Assignment: Would you count the lines of the listing that carry the word "grey"? Give only the resulting number.

Provided data:
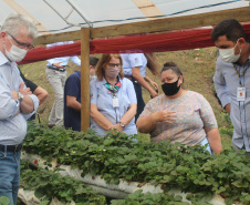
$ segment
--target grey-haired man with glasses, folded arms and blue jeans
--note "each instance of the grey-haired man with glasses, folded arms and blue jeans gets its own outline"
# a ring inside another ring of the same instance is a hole
[[[27,134],[27,120],[37,112],[39,100],[20,76],[21,61],[38,35],[28,18],[12,14],[0,32],[0,196],[17,204],[20,180],[20,154]]]

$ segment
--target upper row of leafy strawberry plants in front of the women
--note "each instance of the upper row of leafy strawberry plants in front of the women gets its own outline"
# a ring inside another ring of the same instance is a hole
[[[165,192],[180,187],[183,192],[201,193],[206,199],[217,193],[225,196],[227,204],[249,198],[241,197],[241,193],[249,193],[250,157],[230,150],[209,155],[199,145],[137,143],[119,132],[101,137],[91,129],[83,133],[35,125],[29,126],[24,150],[79,167],[82,176],[101,175],[107,183],[118,184],[119,178],[125,178],[164,184]]]

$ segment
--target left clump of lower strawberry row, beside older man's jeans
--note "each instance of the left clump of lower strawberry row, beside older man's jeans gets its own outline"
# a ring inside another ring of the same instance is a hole
[[[42,198],[42,204],[49,204],[56,197],[62,203],[74,201],[77,205],[104,205],[104,196],[83,183],[74,181],[70,176],[61,176],[56,171],[30,170],[22,163],[21,186],[24,189],[35,191],[35,196]]]

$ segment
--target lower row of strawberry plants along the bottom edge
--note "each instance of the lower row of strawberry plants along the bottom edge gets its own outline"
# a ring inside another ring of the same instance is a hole
[[[50,204],[53,197],[56,197],[62,203],[75,202],[76,205],[106,205],[105,198],[100,196],[92,188],[86,187],[83,183],[74,181],[72,177],[62,177],[55,171],[30,168],[29,162],[21,163],[21,186],[24,189],[35,189],[34,194],[41,199],[41,205]],[[4,201],[3,201],[4,199]],[[1,205],[8,205],[8,198],[3,198]],[[124,199],[113,199],[112,205],[188,205],[187,202],[181,202],[183,197],[174,194],[160,193],[143,194],[142,191],[136,191],[129,194]],[[194,205],[208,205],[208,203],[197,202],[192,199]]]

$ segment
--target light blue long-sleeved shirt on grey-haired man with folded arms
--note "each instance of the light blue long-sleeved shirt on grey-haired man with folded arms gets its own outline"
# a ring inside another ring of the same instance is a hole
[[[10,62],[0,52],[0,144],[18,145],[27,134],[27,119],[34,114],[39,106],[35,95],[30,95],[34,103],[34,111],[29,114],[15,113],[20,109],[18,100],[11,99],[11,91],[19,91],[23,80],[15,62]]]

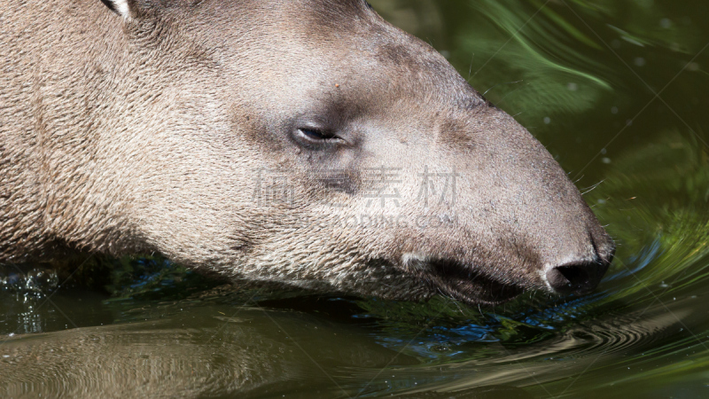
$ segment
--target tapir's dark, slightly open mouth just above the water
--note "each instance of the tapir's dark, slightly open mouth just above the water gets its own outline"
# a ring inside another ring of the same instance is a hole
[[[468,304],[497,305],[510,301],[524,291],[511,282],[486,276],[475,268],[455,261],[432,261],[425,277],[456,301]]]

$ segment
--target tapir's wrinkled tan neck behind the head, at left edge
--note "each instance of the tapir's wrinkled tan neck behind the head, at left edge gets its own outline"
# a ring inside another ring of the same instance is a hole
[[[111,97],[127,78],[114,73],[129,57],[113,50],[128,48],[121,20],[97,1],[51,0],[41,5],[47,22],[28,17],[39,7],[32,3],[2,6],[0,41],[25,55],[0,57],[0,262],[58,242],[93,249],[96,228],[87,226],[110,218],[94,184],[105,158],[95,137],[113,129]]]

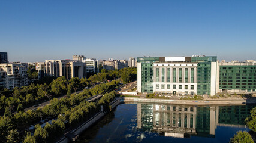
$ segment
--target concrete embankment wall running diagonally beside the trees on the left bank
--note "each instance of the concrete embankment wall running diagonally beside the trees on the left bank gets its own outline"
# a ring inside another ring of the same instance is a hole
[[[121,104],[121,98],[117,98],[115,101],[111,102],[111,110]],[[98,122],[103,116],[105,116],[107,113],[99,112],[94,117],[83,123],[81,126],[79,126],[77,129],[71,130],[70,133],[73,133],[74,135],[80,135],[83,131],[88,129],[90,126],[92,126],[94,123]],[[70,139],[68,139],[66,136],[58,141],[58,143],[68,143],[71,142]]]

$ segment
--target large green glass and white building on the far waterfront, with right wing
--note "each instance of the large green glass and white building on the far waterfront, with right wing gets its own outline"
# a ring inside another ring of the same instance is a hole
[[[137,58],[138,92],[216,95],[252,93],[255,87],[254,61],[223,63],[216,56]]]

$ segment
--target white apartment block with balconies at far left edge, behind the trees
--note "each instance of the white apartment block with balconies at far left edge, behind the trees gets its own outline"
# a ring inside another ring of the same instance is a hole
[[[28,85],[28,64],[26,63],[8,63],[0,64],[0,86],[13,89],[16,86]]]

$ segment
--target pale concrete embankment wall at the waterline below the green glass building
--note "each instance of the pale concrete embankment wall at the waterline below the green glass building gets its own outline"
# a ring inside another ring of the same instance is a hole
[[[124,102],[144,102],[180,105],[227,105],[227,104],[255,104],[256,100],[168,100],[153,98],[132,98],[125,97]]]

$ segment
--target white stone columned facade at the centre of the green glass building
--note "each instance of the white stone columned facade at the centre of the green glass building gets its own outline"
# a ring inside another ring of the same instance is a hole
[[[197,63],[153,63],[153,70],[153,92],[186,95],[197,93]]]

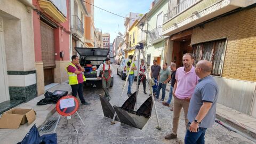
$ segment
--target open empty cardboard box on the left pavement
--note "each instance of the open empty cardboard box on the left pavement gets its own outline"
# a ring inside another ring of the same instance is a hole
[[[0,119],[1,129],[18,129],[21,124],[28,125],[36,119],[34,109],[13,108],[5,111]]]

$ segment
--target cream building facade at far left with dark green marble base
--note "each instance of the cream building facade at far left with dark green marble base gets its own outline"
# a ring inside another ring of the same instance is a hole
[[[1,106],[17,105],[37,96],[33,9],[31,1],[1,1]]]

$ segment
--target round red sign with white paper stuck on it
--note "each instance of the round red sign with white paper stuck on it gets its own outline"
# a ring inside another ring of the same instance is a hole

Completed task: 4